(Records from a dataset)
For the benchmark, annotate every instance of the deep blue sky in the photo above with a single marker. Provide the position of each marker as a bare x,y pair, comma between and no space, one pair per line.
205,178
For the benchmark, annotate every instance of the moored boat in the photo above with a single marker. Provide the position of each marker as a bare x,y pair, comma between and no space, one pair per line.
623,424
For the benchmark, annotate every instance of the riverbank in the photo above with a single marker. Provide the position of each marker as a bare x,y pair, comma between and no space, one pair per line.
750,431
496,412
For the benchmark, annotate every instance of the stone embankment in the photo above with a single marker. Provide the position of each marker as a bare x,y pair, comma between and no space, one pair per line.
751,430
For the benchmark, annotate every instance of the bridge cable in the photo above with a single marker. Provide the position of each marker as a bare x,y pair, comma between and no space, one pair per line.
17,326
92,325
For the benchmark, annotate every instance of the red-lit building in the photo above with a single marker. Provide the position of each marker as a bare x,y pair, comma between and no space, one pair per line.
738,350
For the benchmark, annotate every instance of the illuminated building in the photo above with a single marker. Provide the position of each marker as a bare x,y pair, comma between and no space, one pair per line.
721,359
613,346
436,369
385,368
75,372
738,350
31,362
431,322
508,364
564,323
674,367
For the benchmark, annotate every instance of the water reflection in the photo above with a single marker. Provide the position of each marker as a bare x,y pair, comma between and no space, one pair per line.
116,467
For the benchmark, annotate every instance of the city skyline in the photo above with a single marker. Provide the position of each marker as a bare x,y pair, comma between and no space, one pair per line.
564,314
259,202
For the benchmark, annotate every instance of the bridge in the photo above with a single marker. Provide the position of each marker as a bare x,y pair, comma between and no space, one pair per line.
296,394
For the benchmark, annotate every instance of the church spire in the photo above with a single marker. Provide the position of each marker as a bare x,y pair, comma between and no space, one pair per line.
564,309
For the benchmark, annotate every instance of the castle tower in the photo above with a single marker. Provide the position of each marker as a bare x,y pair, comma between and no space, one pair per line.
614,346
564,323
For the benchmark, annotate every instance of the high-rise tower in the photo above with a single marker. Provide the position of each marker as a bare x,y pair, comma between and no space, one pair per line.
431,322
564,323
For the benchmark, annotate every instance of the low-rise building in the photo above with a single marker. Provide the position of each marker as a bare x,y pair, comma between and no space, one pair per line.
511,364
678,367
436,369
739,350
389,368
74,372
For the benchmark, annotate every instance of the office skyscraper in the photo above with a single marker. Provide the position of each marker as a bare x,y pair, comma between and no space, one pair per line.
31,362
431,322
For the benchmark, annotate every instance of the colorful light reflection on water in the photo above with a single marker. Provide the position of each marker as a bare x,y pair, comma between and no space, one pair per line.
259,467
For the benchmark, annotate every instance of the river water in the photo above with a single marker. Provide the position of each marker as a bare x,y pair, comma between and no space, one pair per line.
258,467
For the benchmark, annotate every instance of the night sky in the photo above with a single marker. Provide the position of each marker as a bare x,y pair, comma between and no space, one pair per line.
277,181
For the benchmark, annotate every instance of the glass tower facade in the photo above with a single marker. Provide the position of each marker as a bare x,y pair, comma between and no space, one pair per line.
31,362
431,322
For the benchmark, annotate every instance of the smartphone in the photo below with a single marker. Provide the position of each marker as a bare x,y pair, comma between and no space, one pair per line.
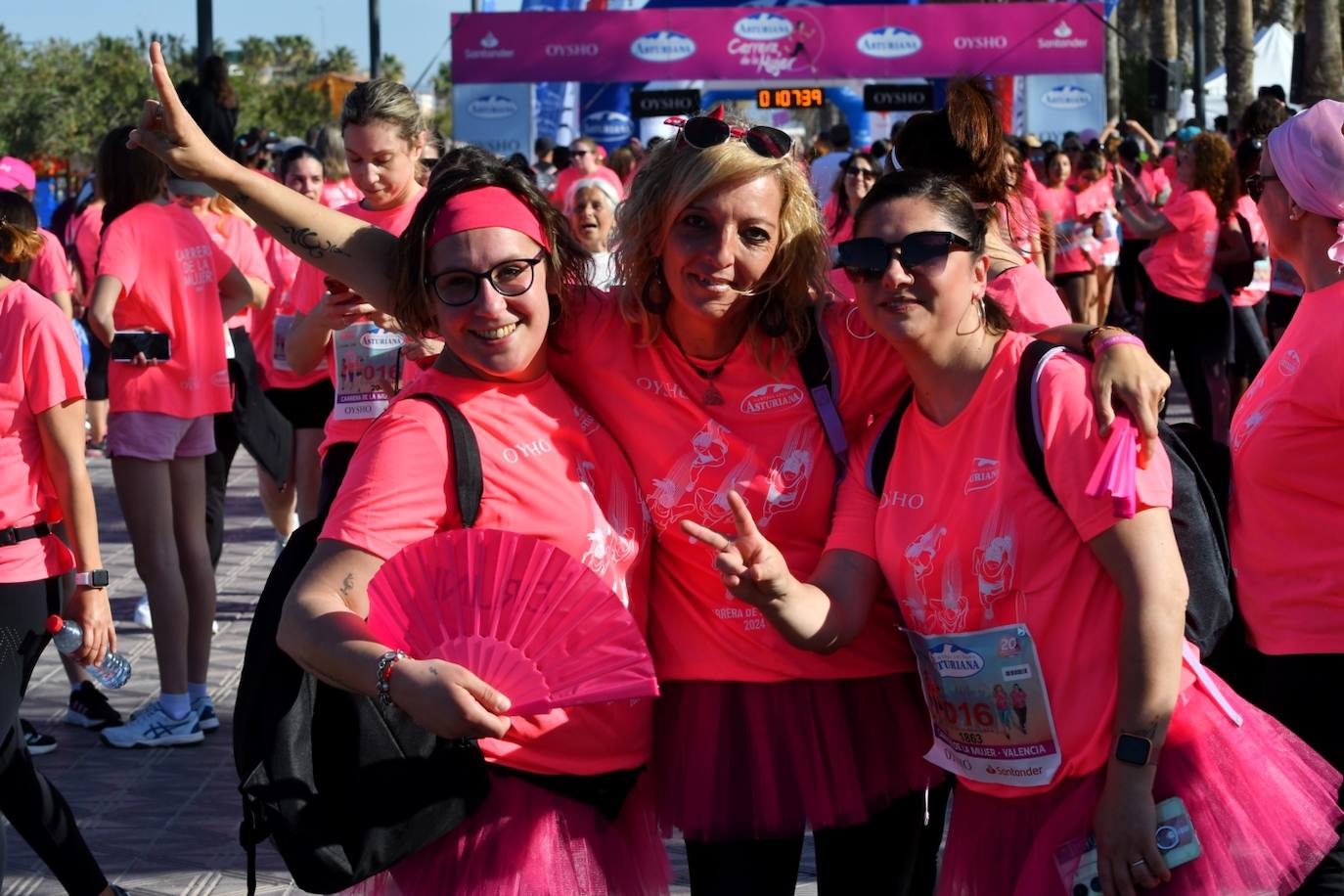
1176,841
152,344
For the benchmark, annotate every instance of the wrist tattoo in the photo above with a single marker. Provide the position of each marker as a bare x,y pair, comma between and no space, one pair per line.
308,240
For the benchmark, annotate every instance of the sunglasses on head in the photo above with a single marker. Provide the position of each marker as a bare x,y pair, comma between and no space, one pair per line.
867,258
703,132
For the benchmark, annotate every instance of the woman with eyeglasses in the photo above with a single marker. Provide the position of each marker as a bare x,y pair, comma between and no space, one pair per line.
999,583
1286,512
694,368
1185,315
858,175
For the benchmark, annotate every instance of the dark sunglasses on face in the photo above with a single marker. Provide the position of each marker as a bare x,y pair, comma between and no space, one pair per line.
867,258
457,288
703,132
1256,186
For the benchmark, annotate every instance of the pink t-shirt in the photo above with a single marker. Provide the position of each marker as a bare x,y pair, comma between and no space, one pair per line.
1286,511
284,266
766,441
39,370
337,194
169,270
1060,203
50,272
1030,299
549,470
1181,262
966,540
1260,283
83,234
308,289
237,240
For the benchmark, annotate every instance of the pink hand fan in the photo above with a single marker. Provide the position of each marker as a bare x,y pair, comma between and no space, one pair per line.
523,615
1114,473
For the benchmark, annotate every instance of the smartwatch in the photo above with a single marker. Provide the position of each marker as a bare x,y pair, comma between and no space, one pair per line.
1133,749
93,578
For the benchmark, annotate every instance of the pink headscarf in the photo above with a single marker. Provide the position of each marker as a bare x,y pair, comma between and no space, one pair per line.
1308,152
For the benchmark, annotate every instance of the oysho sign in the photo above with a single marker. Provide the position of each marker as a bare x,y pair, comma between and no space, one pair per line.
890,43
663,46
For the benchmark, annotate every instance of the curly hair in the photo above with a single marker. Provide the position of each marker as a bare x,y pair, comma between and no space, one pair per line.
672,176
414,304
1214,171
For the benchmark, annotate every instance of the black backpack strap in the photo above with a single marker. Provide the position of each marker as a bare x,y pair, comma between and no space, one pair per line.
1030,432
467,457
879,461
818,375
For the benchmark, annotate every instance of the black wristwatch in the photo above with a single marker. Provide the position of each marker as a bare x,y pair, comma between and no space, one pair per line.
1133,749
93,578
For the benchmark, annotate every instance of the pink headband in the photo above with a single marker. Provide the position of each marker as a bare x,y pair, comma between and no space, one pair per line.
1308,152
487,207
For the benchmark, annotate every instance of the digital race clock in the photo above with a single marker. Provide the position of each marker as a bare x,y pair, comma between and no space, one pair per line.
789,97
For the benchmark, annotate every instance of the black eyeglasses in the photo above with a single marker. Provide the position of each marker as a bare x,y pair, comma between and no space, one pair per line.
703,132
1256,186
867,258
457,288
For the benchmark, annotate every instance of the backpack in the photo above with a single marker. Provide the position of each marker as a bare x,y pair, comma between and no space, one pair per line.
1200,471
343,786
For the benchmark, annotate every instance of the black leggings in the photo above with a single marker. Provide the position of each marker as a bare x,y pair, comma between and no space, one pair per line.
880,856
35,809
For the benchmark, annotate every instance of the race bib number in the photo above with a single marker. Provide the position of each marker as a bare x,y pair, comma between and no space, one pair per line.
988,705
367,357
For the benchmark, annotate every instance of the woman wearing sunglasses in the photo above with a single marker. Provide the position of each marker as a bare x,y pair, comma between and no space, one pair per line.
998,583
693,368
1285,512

> Exercise requirements: Reproduce the records above verbatim, starting at the line that contains "For the benchmark, annotate every instance of the digital" and ending with the last line of the records, both included.

> Result of the exercise:
For the benchmark, annotate every instance of the digital race clock in the photo above with a single marker. Provide the position of each marker as a bare x,y pair, comma between and no space, one pair per line.
789,97
For the benchmark, annotate every instance of the black eyeglasses in the photo above with a single marker. Provide the position of each marker as a bare x,y pair, comma between and no space, one pair per line.
703,132
1256,186
867,258
457,288
For the benchmark, annotate every instance of the backpack in the photo above with a single marker. Provide the position of each marker as a bare x,y pair, comma between and no space, one pair per line.
1200,471
343,786
For the benchmark, annotate every instance of the black leggings in the photo above with a single marker. Provide the position of each marker as a bare x,y pair, comma between and no space, one pair per line.
880,856
35,809
For the benchmark, annotate every instance of the race bib number in the photo above with a single marker. Provide the position of each marker as a bare x,y pair, comma between and no space, one pair per line.
988,705
367,357
For the benchmark, annotate every instance of the woman wearing sunglasses in the photo above with a single marker. Provide the position of each marker as a bare x,y pair, comma between and no space, one pair per line.
998,583
693,368
1285,512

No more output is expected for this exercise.